PRZEKAZANY TEKST:
╔══

Polski koszykarz w NBA chciałby być kapitanem reprezentacji

Marcin Gortat, koszykarz Phoenix Suns, jedyny Polak w NBA

Publikacja: 16.07.2011 00:13

Polski koszykarz w NBA chciałby być kapitanem reprezentacji

Foto: Rzeczpospolita

Rz: Jak pan przyjął decyzję o lokaucie w NBA?

Marcin Gortat: Sytuacja zawodników nie jest łatwa. W grę wchodzi nawet odwołanie całego sezonu. Jeśli liga miałaby jednak wznowić rozgrywki, nie nastąpi to wcześniej niż w grudniu – styczniu.

Niektórzy gracze już znaleźli sobie nowe kluby. Deron Williams i Zaza Pachulia mają grać w Besiktasie Stambuł. Pan mówił o ŁKS, Prokomie, o Chinach i Rosji. Jaki jest realny scenariusz? Gdzie może pan zagrać?

Wszystko wskazuje na to, że w Rosji. Nieaktualna jest już możliwość mojej gry w polskiej lidze, która stale się rozwija, ale pod względem poziomu znacznie ustępuje rosyjskiej ekstraklasie.

Kontrakt z klubem spoza NBA na czas obowiązywania lokautu wiąże się jednak z dużym ubezpieczeniem.

Besiktas za Williamsa ma zapłacić ponad 6 mln dolarów. Ile musiałby za pana wyłożyć klub z Rosji?

Nie chcę zdradzać takich szczegółów ani nazwy nowego zespołu. Mogę tylko powiedzieć, że będę występował w bardzo ładnym mieście. 22 lipca przyjeżdża do Warszawy mój menedżer i wtedy zapewne podam więcej informacji.

Co to jest Gortat TV?

To telewizyjny kanał internetowy, który uruchamiamy pod koniec sierpnia. Będzie go można oglądać pod adresem www.gortattv.pl. Unikalny projekt, bo – o ile mi wiadomo – żaden gracz NBA nie ma takiej telewizji. Będzie tu można zobaczyć komentarze do wydarzeń w NBA, poznać koszykarzy – co myślą, co robią, jak się zachowują prywatnie. Tego nie można zobaczyć w zwykłej telewizji. Gortat TV będzie miała także możliwość pokazania od kuchni polskiej reprezentacji. Mam nadzieję, że wszystko to przyczyni się do wzrostu popularności koszykówki w Polsce.

╚══

TREŚĆ POLECENIA: Przepisz z powyższego wywiadu z Marcinem Gortatem fragment od słów "Niektórzy gracze już" aż do słów "ustępuje rosyjskiej ekstraklasie." włącznie.

DOSTARCZONE POZYCJE:
╔══

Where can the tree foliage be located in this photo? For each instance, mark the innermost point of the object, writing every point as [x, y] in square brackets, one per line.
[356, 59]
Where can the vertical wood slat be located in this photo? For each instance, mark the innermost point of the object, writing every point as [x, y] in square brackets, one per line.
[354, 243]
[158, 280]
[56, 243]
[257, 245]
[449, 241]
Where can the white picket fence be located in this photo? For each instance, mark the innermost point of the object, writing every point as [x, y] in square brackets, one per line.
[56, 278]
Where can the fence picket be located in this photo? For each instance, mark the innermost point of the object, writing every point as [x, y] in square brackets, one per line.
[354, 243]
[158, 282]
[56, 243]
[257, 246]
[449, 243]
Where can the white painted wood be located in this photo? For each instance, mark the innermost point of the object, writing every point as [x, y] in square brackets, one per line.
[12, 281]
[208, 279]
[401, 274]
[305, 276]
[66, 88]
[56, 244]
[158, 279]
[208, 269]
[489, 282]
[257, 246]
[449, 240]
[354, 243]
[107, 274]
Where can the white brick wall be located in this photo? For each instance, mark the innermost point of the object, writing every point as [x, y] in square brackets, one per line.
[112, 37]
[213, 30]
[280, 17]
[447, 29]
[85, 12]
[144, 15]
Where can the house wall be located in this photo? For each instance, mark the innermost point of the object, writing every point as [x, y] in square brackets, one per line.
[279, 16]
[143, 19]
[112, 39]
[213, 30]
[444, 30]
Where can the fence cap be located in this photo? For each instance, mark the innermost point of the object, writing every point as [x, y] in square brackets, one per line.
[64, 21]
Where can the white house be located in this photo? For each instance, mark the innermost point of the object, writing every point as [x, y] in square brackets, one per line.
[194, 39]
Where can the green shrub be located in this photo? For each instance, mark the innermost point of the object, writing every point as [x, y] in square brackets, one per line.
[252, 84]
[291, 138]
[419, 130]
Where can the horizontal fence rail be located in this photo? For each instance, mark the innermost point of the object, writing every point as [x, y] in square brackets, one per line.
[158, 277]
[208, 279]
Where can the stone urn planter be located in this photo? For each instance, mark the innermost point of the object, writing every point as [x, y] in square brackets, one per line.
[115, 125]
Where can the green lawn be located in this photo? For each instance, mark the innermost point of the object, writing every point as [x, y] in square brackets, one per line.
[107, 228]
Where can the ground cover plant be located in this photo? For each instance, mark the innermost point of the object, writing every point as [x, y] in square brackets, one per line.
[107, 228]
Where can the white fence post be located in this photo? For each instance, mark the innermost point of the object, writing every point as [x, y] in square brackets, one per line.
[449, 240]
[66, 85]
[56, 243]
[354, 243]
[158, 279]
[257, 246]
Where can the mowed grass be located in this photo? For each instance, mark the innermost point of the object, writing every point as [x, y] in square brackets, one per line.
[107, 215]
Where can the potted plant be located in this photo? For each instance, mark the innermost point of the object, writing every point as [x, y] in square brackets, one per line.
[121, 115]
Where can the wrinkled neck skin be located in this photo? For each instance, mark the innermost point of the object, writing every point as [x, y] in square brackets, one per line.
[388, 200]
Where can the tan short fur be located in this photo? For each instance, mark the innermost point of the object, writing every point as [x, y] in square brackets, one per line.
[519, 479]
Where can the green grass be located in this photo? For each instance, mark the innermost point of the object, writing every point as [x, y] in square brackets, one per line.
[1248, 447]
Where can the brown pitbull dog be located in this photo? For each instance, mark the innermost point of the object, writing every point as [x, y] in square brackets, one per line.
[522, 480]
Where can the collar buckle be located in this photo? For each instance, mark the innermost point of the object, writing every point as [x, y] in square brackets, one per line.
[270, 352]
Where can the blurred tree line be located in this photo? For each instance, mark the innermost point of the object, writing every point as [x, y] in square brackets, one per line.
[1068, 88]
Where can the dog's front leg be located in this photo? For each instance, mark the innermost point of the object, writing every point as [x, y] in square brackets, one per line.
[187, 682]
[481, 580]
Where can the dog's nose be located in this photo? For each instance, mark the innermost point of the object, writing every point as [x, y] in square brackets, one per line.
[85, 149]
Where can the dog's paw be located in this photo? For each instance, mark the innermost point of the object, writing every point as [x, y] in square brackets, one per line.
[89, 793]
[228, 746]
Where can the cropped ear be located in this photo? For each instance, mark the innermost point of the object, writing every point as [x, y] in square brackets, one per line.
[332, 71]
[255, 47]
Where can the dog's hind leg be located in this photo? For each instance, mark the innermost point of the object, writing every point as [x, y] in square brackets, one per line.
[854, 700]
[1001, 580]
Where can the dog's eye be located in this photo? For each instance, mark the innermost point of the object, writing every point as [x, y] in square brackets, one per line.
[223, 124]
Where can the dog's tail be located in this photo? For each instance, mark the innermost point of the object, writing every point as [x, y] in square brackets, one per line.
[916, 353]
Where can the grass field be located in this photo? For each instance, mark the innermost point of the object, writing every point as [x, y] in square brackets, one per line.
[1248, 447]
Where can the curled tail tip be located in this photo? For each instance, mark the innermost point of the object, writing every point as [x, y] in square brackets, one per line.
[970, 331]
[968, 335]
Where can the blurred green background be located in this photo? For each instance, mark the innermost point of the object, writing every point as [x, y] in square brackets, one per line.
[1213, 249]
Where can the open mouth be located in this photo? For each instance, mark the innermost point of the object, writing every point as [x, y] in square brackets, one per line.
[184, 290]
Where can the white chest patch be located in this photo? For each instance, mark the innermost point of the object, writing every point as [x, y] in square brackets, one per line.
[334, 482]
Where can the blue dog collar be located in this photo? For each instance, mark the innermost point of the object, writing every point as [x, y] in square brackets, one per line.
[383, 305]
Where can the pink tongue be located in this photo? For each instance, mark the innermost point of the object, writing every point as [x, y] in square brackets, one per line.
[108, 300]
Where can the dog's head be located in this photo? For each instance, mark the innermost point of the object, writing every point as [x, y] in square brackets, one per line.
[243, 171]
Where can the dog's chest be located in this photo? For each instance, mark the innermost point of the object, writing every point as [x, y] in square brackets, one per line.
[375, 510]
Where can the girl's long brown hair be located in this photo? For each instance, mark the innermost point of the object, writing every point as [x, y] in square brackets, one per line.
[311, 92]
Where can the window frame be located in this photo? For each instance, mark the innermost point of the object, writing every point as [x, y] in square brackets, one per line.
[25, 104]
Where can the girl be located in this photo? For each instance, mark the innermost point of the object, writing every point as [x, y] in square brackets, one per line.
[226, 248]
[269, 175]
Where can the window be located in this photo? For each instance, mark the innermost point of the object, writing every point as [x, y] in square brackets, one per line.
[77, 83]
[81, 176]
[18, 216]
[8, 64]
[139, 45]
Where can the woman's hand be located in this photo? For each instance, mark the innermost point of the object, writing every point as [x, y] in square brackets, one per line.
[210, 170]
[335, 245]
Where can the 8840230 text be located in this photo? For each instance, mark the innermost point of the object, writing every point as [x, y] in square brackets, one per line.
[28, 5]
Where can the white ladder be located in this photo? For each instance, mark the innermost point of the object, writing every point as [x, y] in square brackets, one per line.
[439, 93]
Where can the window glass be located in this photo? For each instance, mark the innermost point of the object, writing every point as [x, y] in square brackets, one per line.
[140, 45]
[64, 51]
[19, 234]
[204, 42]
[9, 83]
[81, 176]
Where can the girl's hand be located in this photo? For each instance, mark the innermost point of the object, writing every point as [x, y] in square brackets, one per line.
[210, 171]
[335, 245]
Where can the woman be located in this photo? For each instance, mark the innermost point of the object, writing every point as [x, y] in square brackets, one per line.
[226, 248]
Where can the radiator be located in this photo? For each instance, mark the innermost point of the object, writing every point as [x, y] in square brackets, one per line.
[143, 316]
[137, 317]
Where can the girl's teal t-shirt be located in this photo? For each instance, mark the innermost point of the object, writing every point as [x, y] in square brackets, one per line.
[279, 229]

╚══

WYNIK ZADANIA:
Niektórzy gracze już znaleźli sobie nowe kluby. Deron Williams i Zaza Pachulia mają grać w Besiktasie Stambuł. Pan mówił o ŁKS, Prokomie, o Chinach i Rosji. Jaki jest realny scenariusz? Gdzie może pan zagrać?

Wszystko wskazuje na to, że w Rosji. Nieaktualna jest już możliwość mojej gry w polskiej lidze, która stale się rozwija, ale pod względem poziomu znacznie ustępuje rosyjskiej ekstraklasie.